WHAT TO PRODUCE
Gather each line of the data that contains the string "frame". Case counts.

GIVEN ENTRIES
====
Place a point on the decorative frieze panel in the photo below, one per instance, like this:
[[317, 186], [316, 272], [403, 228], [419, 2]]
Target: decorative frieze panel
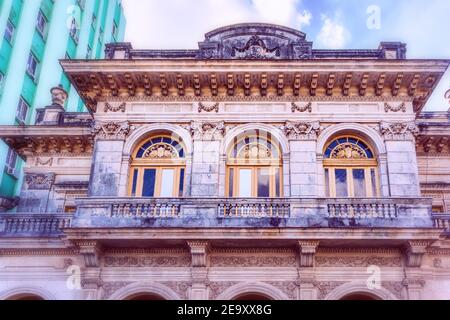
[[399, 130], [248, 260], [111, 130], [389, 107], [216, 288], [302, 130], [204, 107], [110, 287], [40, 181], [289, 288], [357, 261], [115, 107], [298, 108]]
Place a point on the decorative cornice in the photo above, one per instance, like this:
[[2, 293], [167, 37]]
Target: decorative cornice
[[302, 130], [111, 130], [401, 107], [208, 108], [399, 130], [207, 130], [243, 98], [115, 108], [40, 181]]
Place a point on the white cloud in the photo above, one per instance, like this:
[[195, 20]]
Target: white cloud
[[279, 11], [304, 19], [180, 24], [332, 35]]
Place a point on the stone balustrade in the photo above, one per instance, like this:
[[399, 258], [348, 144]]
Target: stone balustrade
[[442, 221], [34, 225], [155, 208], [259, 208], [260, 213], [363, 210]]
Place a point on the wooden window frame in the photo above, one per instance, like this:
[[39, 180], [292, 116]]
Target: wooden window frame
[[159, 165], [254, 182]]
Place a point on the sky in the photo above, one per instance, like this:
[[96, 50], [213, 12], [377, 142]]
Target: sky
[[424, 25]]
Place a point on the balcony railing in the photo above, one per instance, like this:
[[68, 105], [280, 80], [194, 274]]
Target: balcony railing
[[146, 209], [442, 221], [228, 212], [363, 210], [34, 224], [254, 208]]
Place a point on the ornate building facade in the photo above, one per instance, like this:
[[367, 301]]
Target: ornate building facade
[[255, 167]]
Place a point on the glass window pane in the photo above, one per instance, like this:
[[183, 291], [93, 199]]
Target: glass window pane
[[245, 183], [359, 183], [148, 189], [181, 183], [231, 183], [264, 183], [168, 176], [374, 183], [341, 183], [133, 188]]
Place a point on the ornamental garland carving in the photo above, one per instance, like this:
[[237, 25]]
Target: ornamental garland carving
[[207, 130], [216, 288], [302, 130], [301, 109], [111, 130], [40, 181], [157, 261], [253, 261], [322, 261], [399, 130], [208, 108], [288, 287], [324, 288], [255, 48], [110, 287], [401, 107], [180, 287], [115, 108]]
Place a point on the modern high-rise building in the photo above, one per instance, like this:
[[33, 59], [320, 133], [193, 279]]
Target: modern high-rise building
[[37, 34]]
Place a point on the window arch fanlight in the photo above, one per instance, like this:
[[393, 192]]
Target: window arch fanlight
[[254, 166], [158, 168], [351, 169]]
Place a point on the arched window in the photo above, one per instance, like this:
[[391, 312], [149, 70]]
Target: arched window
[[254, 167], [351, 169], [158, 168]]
====
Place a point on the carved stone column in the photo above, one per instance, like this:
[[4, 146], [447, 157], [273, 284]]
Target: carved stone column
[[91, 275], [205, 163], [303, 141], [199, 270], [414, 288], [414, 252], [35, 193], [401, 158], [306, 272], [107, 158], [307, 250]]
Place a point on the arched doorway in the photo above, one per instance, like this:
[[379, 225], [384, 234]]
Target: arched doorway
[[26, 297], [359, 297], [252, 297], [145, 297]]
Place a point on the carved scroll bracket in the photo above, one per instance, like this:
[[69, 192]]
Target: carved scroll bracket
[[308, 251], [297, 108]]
====
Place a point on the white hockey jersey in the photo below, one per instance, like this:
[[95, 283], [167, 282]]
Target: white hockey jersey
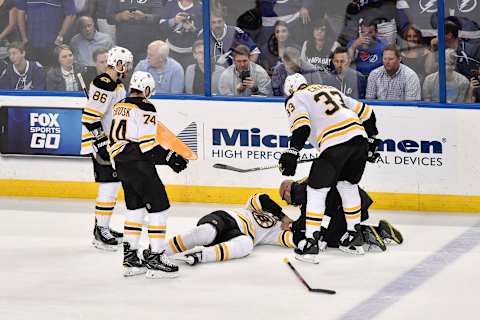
====
WRITTEN RESPONSE
Place a point on the wooden window frame in the photo above, one per instance, like this:
Target: wooden window frame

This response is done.